Thema des Tages


Wissenschaft kompakt
Ein Nachmittag im November


Die Meteorologie lässt einen nie so richtig los. Lesen Sie heute, was
man bei einem Aufenthalt im Freien so alles erleben kann.


Es ist Anfang November und man darf nach dem außergewöhnlich warmen 
Oktober auch weiterhin sehr milde Novembertage genießen bzw. sich 
über diese Novemberwärme wundern. Ein Blick auf die Uhr zeigte, dass 
sich zwischen den hektischen Alltagsplanungen am Nachmittag noch ein 
bisschen Zeit an der frischen Luft ausging. Es war Samstag, der 5. 
November, ein freundlicher und mit Höchstwerten von 9 bis 12 Grad 
über der Mitte und dem Norden Deutschlands erneut ein angenehm milder
Herbsttag.

_Bereitgestelltes Material_:
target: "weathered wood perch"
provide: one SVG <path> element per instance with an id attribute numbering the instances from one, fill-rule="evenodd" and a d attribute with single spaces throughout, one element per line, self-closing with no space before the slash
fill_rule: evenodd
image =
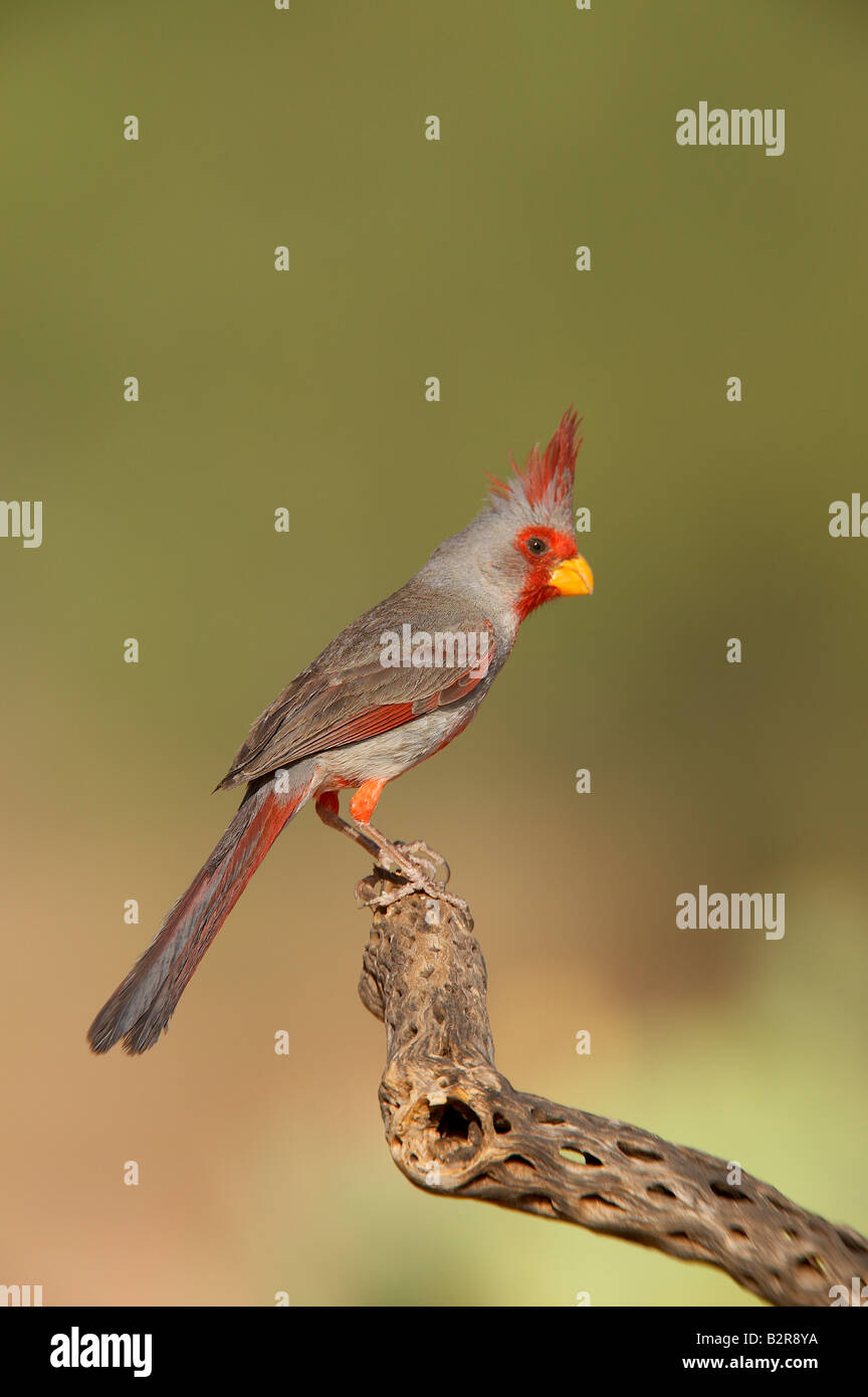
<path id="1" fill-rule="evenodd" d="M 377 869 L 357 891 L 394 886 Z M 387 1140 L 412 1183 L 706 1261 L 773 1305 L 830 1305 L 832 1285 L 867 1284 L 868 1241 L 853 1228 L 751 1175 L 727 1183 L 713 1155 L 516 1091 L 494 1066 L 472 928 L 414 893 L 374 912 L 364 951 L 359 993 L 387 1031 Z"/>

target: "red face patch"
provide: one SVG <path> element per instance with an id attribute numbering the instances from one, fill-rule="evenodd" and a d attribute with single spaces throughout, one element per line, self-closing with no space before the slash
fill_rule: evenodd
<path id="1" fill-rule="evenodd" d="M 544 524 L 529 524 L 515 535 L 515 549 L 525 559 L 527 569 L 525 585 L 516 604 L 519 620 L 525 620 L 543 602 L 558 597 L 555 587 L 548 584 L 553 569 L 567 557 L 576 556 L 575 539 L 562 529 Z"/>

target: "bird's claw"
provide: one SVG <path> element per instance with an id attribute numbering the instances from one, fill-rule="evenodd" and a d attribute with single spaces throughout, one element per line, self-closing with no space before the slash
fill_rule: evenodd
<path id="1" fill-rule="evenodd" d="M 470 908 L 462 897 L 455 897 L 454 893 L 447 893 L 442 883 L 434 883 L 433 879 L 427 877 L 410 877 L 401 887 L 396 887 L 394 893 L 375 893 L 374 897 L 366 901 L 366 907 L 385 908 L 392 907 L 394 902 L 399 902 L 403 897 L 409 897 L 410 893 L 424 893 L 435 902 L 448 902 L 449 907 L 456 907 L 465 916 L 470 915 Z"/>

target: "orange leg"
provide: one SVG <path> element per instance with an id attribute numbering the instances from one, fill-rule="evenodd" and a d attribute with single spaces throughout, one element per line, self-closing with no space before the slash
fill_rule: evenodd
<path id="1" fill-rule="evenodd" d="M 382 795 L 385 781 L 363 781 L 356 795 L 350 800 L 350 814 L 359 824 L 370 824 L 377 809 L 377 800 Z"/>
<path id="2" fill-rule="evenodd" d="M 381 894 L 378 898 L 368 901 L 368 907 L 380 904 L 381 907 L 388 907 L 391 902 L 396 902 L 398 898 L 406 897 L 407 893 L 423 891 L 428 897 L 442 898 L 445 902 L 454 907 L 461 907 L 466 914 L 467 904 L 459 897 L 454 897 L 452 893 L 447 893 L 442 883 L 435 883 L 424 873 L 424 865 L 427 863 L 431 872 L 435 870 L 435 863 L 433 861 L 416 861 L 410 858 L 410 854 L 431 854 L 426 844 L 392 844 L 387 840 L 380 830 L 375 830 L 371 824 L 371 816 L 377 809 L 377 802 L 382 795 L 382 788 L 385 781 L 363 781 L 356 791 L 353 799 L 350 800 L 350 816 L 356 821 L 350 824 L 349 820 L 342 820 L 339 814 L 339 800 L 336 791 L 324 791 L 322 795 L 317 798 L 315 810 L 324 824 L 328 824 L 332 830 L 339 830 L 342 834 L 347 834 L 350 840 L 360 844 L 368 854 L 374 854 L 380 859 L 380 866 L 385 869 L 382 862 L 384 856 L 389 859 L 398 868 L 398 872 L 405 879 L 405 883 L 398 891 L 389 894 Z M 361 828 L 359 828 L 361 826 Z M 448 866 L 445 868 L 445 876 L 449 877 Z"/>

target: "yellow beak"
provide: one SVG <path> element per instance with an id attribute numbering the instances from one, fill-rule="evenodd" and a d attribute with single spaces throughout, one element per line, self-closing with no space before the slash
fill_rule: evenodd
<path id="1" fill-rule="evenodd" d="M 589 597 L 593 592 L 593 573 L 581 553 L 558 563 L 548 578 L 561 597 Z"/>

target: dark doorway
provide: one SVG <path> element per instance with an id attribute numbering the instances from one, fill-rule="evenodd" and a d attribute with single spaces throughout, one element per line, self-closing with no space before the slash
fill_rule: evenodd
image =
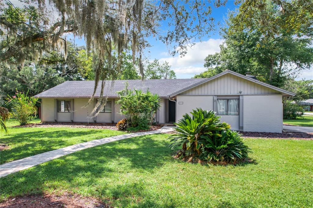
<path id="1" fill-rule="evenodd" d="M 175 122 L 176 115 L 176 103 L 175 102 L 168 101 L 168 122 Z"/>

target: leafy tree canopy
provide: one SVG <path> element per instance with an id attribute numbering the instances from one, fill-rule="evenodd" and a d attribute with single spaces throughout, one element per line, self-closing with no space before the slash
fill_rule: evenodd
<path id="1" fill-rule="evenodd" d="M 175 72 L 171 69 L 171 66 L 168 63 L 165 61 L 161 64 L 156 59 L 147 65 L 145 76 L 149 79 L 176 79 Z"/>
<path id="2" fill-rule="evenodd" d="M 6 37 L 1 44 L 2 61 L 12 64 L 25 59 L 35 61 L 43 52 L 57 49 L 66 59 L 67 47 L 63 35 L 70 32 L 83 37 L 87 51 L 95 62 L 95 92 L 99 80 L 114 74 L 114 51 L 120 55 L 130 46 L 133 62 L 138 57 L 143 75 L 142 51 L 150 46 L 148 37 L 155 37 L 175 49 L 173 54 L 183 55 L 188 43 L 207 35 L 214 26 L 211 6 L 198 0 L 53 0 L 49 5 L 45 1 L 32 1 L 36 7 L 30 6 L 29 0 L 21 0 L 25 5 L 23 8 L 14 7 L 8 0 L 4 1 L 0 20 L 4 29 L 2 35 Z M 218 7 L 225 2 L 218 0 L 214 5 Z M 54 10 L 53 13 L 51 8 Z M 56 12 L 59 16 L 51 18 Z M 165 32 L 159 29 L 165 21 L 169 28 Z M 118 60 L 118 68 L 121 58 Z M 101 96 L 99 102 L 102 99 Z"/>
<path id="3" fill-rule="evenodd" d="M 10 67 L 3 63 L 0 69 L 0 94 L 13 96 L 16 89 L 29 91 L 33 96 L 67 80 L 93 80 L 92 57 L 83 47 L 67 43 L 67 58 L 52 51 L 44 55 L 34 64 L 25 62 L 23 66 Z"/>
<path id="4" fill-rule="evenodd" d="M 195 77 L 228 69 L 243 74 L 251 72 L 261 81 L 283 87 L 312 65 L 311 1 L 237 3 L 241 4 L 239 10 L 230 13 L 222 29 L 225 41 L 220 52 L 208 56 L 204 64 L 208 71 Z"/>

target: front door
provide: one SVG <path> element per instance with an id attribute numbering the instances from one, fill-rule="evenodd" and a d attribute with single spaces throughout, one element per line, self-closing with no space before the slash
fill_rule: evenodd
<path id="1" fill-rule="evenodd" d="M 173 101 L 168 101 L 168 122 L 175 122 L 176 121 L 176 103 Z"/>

_Aufgabe_: Führen Sie den Text über den milden Nachmittag im November nach seinem letzten Satz fort.

_Antwort_:
Der erste Blickfang beim Verlassen des Hauses waren unzählige 
wellenförmige Wolkenerscheinungen, die den Himmel verzierten. Die 
Wellen liefen in teils sehr unterschiedliche Richtungen und 
erstreckten sich über den gesamten Himmel. Dabei handelte es sich bei
dieser wellenförmigen Wolkenstruktur um sogenannte 
??Gravitationswellen?. Diese Wellen kann man sich vereinfach so 
vorstellen, wie wenn man einen Stein in einen Teich wirft und dabei 
Wellen erzeugt werden. In der Meteorologie kann der Stein z.B. eine 
Gewitterwolke oder aber die Orografie sein. Dabei steigt die Luft bei
der Passage einer solchen Welle erst auf und dann ab. Dabei 
kondensiert die Luft beim Aufsteigen, es bilde sich Wolken und der 
Beobachter kann diese nun entstandenen Wellenstraßen bewundern.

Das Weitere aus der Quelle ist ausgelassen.